→ **INSTRUCTION**
Could you copy every line of the items below word for word, leaving out the pictures?

→ **LISTED ENTRIES**
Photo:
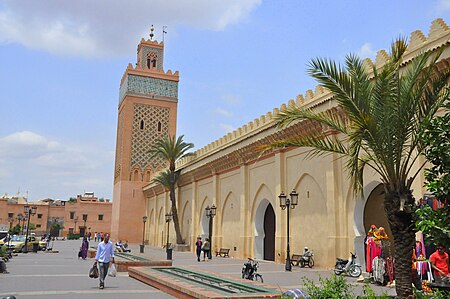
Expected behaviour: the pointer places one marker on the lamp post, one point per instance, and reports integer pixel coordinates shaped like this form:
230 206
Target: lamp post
20 218
287 203
29 211
210 213
144 219
75 220
168 249
10 220
85 219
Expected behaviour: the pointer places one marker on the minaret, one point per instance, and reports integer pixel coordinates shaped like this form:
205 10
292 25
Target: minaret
147 111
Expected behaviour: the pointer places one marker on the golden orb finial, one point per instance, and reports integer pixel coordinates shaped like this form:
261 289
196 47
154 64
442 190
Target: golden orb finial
151 32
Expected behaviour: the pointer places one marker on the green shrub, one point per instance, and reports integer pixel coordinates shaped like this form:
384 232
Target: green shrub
335 287
73 236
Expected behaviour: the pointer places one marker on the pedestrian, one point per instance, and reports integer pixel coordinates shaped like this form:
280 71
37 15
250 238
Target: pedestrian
206 248
198 247
105 254
84 248
439 263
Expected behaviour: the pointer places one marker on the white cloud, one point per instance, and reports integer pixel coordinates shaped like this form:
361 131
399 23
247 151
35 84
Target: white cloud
231 99
227 128
443 5
223 112
49 168
102 27
366 51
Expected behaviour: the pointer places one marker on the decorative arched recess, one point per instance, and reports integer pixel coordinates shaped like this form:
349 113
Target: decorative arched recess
358 219
231 221
160 227
260 204
151 227
204 221
186 220
304 219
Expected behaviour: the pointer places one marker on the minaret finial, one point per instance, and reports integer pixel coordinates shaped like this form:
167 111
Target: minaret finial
151 32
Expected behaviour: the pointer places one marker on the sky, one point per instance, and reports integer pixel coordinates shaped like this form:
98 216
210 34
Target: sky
61 62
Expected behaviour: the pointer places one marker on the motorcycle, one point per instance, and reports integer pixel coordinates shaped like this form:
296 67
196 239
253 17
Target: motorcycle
349 266
250 269
306 259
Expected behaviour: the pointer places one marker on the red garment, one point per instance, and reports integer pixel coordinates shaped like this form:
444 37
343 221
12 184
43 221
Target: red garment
440 261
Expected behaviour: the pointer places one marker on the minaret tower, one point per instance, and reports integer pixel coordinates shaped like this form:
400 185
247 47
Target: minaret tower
147 111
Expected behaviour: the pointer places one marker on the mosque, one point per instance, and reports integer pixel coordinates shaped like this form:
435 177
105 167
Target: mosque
241 182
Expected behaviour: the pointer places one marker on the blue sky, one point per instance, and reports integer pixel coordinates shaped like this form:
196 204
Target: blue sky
61 63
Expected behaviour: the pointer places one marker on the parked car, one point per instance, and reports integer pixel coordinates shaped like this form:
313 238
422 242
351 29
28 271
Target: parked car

→ **THE RESULT**
Photo:
Expected behaviour: the pointer places one marker on the lamp post, one point per instance, and reports integer pixel coordinates shaped like this form:
230 206
Target: lamp post
20 218
287 203
29 211
210 213
144 219
75 220
168 249
10 220
85 219
Expected behaviour: the pointer places one marker on the minaret, one point per instance, and reports integer pixel coordinates shaped like this form:
205 10
292 25
Target: minaret
147 111
Expected behaviour: the pointer places one marker on the golden orb finial, one point per instance, and reports integer pixel coordinates shaped like this form:
261 289
196 47
154 64
442 190
Target: golden orb finial
151 32
Expected behaviour: the pointer places one marker on the green shrub, one point per instance, and reports integer pixel coordinates shaped like this form:
384 232
Target: green shrub
335 287
73 236
Expected behaviour: the pointer places one marker on the pedestrian, one point per instance, and reports integer pixel coordinates shaped like this form:
280 71
37 15
250 238
Target: pedestrian
206 248
198 247
105 254
84 248
439 263
Expected behaviour: the pointer places one marker on the white cloud, one point per instance, and reports integer pixel coordinates shaped like this form:
361 131
399 23
247 151
35 84
Target: white cloud
231 99
227 128
443 5
223 112
49 168
102 27
366 51
Expected behaviour: the pointer places one marker on the decorative arched recess, one point per instance, and reports integer pixel coordinates shaped like this form:
349 113
Target: decorative arched recess
358 219
231 221
160 227
260 204
151 227
204 221
186 220
304 219
Expected behaviour: the pointer places one marker on the minaret finial, one point per instance, and reports integer pixel coordinates shaped like this form:
167 111
Target: minaret finial
151 32
Expected behaviour: the pointer places one marker on the sky, one point per instance, and reports integer pixel coordinates shaped like this form:
98 216
210 34
Target: sky
61 62
Expected behaviour: the pointer places one marker on the motorcycle, one point per instance, and reports integer pixel coordinates shaped like this form:
296 67
196 239
253 17
Target: motorcycle
349 266
250 269
306 259
Expected behaviour: the pointer places one marker on the red garment, one point per instance, and reports integer pixel coordinates shaped like this form:
444 37
343 221
12 184
43 221
Target: red garment
440 261
Expected behaviour: the pointer places one marker on the minaret tower, one point per instance, and reports integer pixel coordinates shaped like this form:
400 185
247 47
Target: minaret tower
147 111
Expected behaviour: the pointer places one marker on the mosque, one point per instance, and reports integer pixel coordinates shaped like this form:
435 177
105 167
Target: mosque
241 182
Expected behaviour: the pointer places one marker on the blue sky, one point per instance, and reports integer pixel coordinates shaped like this form:
196 204
Target: blue sky
61 63
Expected behaviour: the pointer places one marker on the parked car, one point per instance, and reports integer pixel coordinates shaped like this form:
313 238
422 242
351 29
28 271
Target: parked car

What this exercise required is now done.